(Referring expression data)
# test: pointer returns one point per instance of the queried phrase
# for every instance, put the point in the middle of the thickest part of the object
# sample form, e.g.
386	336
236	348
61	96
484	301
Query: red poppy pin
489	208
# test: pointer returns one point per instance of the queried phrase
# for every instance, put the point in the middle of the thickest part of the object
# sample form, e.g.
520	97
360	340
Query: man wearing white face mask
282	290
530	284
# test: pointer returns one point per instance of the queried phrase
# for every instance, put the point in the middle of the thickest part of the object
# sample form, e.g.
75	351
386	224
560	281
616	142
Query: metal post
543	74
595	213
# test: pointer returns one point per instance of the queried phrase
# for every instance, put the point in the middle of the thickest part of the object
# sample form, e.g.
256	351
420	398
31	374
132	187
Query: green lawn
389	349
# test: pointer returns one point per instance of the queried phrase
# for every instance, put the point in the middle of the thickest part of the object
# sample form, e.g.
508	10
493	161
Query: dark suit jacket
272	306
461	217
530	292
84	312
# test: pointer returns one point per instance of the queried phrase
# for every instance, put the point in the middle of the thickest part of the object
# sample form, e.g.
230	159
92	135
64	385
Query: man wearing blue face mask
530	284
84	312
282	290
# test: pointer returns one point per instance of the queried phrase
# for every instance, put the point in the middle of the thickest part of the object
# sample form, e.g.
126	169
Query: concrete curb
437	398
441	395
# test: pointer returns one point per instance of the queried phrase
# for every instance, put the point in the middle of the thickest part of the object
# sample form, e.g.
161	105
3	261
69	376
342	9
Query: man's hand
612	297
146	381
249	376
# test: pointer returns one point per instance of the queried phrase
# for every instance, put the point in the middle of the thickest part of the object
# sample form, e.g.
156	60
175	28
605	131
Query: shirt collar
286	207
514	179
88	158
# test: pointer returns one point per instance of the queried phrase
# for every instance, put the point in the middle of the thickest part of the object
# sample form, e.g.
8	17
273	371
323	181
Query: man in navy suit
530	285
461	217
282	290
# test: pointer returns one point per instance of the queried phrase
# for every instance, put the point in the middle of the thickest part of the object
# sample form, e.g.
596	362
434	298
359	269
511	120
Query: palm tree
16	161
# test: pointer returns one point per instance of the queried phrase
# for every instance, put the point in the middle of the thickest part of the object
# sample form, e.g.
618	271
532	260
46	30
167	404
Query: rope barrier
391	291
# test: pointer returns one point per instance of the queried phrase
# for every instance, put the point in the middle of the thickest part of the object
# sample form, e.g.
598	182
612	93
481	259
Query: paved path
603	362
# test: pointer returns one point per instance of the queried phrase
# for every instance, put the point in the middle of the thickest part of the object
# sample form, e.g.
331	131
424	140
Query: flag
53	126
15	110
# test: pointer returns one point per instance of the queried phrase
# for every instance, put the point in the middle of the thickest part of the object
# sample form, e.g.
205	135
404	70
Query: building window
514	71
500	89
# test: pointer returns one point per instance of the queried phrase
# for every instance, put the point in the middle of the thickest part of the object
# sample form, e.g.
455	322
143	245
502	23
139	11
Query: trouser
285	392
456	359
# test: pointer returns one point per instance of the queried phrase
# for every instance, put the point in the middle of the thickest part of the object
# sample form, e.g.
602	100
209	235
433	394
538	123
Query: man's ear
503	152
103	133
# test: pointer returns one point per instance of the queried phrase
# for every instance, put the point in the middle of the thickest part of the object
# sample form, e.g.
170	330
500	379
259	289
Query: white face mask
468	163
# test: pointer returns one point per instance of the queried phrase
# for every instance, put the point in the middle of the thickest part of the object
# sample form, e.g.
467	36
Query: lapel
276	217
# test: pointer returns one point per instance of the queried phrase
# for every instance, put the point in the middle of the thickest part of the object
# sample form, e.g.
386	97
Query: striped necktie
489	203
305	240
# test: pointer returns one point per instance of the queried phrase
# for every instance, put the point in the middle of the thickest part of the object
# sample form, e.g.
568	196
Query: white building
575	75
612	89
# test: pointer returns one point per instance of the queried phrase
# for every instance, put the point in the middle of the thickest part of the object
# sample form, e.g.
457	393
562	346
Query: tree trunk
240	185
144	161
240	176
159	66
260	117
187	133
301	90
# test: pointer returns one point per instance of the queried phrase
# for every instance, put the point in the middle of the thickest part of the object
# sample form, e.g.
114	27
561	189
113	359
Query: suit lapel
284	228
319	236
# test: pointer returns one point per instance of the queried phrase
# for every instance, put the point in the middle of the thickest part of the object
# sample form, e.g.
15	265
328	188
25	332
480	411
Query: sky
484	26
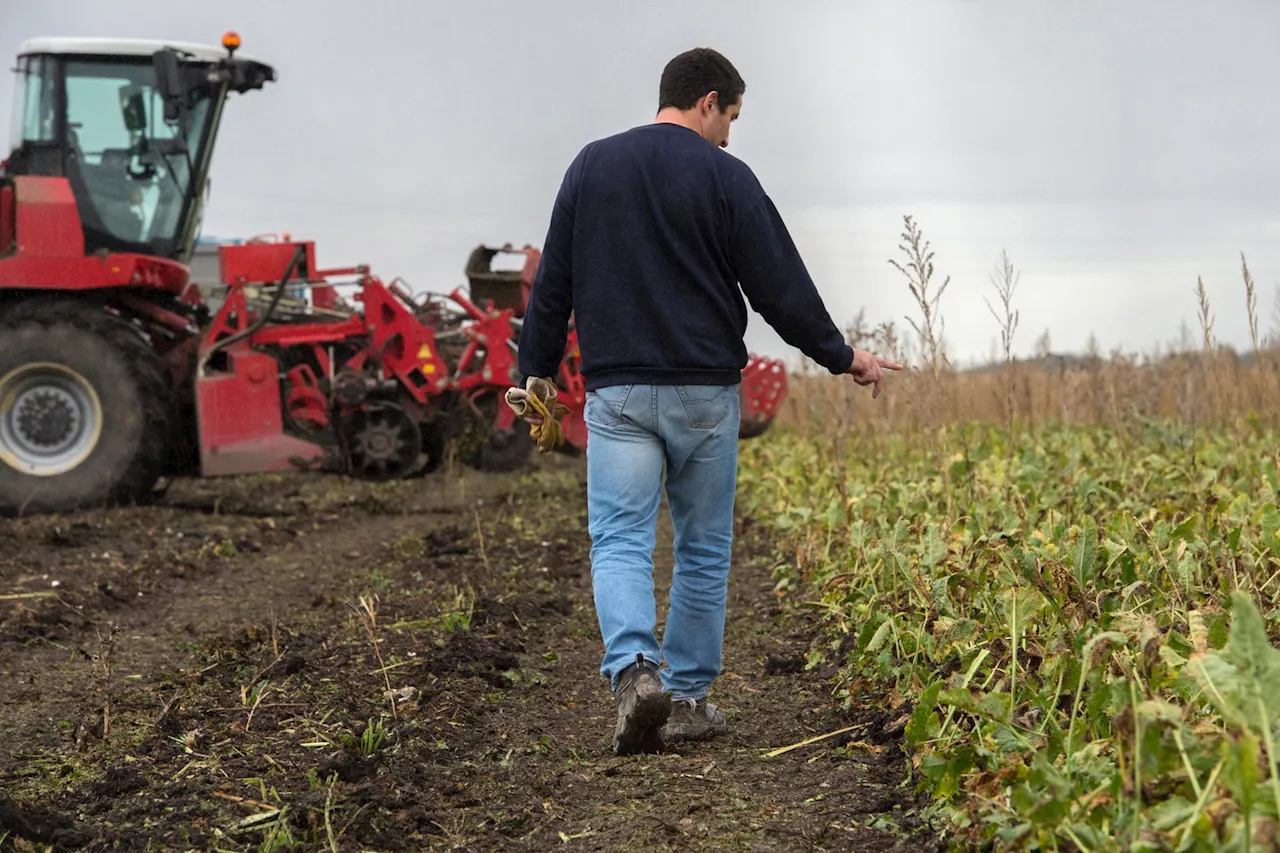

Work instruction
Every entry, word for word, should be given again; the pictures are not part of the copy.

Problem solution
# test: pointer returns one point per instance of the queried phrase
# for every instance, put the point in the middle of the thickest part of the object
# sample form, e.g.
386	336
236	348
61	96
484	301
Query: red poppy pin
489	208
# test: pointer returns one point per instance of the queried phrase
# for every instance, put the point in the middle of the thickest part of the object
# sample form, e.g.
520	97
360	340
Query: man wearing white face mask
282	290
530	284
# test: pointer returns one point per instance of the queried phrase
# for every instance, put the point in the middle of the thickest part of the object
# sample form, e.g.
75	351
386	224
560	281
616	142
Query: metal post
543	74
595	213
# test: pointer returns one point per instance of the queried phrase
# for every instance, put the point in the middle of the thickest part of the object
# sample form, e.g.
256	351
420	398
31	374
132	187
Query: green lawn
389	349
# test: pointer returns one point per instance of the queried phrase
# for every instance, put the point in the middle of the thickest part of the object
# sample form, e.g.
508	10
493	161
Query: dark suit jacket
272	306
461	217
530	292
84	312
# test: pointer returns one point per instance of the queried phrase
# for every instance, put the point in the middle of the thickest part of the object
# sample form, e.g.
230	159
92	135
64	385
Query: man wearing blue face mask
530	284
84	312
282	290
# test: pointer returns one point per instance of the queried phrase
# for every instance, put the point in the middle of the thickest part of the object
# sample form, e.g.
126	169
Query: concrete curb
437	398
441	395
# test: pointer returns one point per instance of the queried phrase
# for every instance, put the point in the middle of the thickest part of the object
# sample form, e.g.
161	105
3	261
69	376
342	9
Query: man's hand
612	297
146	381
249	376
# test: pointer returns one point per instance of the queried phrase
# for every instance, put the point in the middle of the thickest part of the object
# sample form, e.g.
156	60
175	28
605	131
Query: shirt collar
286	207
514	179
88	158
# test: pointer returns one point per instance of the queried phrase
# for every instance, put the point in the middle of the thickest part of the object
# sample form, e.g.
8	17
273	371
323	181
Query: man in navy suit
530	285
461	217
282	290
# test: pointer returns one point per instance of the queried phrase
# for every instance, put the point in the middle of the thickest part of the object
# sample form, e.g.
596	362
434	298
359	269
511	120
Query: palm tree
16	161
# test: pointer returns one point per instance of the queried phrase
# for every instance, put the point in the middle of the thickest part of the object
# sample form, e.g.
618	271
532	260
46	30
167	404
Query: rope barrier
391	291
# test: pointer returns one point per instance of the queried phrase
# for every instance, put the point in the middle of the thickest part of the object
# sample form, e.g.
598	182
612	93
481	259
Query: paved path
603	362
# test: pointer returns one point per instance of the queried phrase
# for every instance, put the point in the middle of the thickest part of the object
# sample form, e.g.
331	131
424	140
Query: flag
53	126
15	110
# test: pointer returns one point per instance of the queried phrase
# for every instance, put the point in the middle of the thickest part of the object
# sample form, e.g.
205	135
404	70
Query: building window
514	71
500	89
# test: pointer returns one point per instance of the queried phrase
# for every instance, put the point in the middle of the thickest part of the object
# sample form, e.g.
455	322
143	245
502	23
139	11
Query: trouser
285	392
456	359
# test: pointer returns one point per instance of the queried phrase
# for every instance, put the point in the middle of the thickest part of the object
# sample form, e.g.
602	100
209	235
433	394
538	123
Query: man's ear
503	152
103	133
# test: pointer returns one point per instance of the queried phrase
# for every instance, put the point in the middle of the thickest part of the object
# sample form, e.g.
170	330
500	379
259	289
Query: white face mask
468	163
# test: pointer returns one point per instance of the queried phrase
# for every instance, put the point in the middle of the thickest part of the object
# sample form, e.g.
467	36
Query: lapel
276	217
# test: pointer returns one point per instance of the queried phrase
# for every instance, put the point in the middle of the thickest part of the object
# sample form, e.g.
386	97
Query: striped necktie
489	203
305	240
# test: pointer returns one point per instance of the queried phrase
# for every instance, put the point in the middle of the thickest part of the object
# sample form, e.g.
568	196
Query: white building
575	75
612	89
# test: pointer returns one point per instance of the queried phrase
# for every instance, put the point in the middle of the thickest part of the object
# sample form, e.g.
457	393
562	346
Query: tree trunk
240	185
144	161
240	176
159	66
260	117
187	133
301	90
# test: pointer returns one point per instance of the queried phrase
# for every instance, put the point in the middle of the thickest part of the object
# sample form, e.g.
114	27
561	189
113	359
Query: suit lapel
284	228
319	236
# test: pointer returns one point per instance of the queried phrase
# for every instance, put the point in the middle of the thickest part of the object
# sample form, e.g.
15	265
328	188
25	332
480	411
Query: sky
484	26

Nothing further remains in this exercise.